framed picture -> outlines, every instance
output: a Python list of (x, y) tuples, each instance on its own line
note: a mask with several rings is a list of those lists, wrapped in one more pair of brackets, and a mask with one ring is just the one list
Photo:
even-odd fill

= = =

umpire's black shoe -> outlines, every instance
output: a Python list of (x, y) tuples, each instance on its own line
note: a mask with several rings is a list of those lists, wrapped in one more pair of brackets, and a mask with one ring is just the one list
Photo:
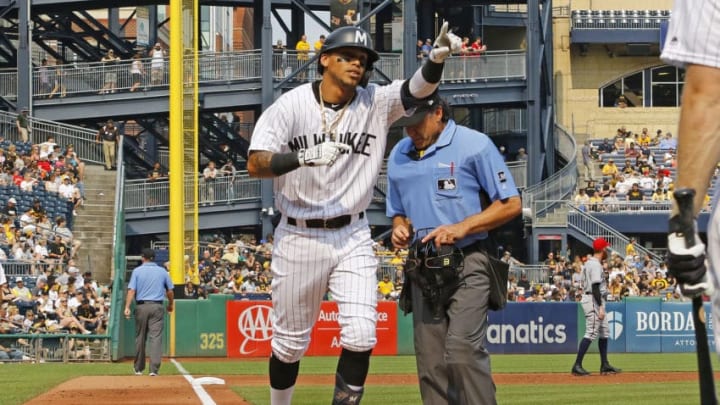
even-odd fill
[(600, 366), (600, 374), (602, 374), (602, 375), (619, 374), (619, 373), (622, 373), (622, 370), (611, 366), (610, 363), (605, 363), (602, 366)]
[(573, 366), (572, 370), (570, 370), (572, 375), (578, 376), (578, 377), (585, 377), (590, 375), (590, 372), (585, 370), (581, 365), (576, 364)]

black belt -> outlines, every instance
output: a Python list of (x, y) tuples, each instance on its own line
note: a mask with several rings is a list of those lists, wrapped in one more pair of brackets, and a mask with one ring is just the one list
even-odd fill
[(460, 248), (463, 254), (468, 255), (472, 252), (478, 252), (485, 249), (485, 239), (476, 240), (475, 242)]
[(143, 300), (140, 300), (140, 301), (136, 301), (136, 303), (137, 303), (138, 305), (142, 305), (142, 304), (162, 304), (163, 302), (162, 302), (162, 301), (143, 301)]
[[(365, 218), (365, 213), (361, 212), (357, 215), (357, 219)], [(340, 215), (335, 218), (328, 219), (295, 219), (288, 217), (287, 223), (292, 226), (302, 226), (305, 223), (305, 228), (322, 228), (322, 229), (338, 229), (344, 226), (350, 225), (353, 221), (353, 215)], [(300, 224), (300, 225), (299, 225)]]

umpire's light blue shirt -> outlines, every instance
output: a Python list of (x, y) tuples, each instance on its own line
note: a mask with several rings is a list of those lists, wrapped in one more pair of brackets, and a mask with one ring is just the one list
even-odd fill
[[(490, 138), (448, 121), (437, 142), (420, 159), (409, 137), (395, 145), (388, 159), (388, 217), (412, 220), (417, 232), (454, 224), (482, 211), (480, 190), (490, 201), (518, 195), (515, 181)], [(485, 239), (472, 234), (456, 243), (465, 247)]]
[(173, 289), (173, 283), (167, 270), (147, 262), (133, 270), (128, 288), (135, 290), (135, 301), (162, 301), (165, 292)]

= = =

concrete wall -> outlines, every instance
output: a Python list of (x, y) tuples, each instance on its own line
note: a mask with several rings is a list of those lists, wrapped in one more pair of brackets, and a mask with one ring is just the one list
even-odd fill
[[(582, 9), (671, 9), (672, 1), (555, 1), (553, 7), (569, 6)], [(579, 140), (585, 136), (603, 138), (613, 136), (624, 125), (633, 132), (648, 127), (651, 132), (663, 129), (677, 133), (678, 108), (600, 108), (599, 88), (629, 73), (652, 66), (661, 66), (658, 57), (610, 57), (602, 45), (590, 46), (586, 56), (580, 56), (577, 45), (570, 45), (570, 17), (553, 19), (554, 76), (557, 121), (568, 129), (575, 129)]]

= = =

* **Description of the task**
Select from the material above each line in which the string "umpire" appears, and list those lines.

* **Output of the task**
umpire's black shoe -> outlines, every instance
umpire's light blue shirt -> outlines, every instance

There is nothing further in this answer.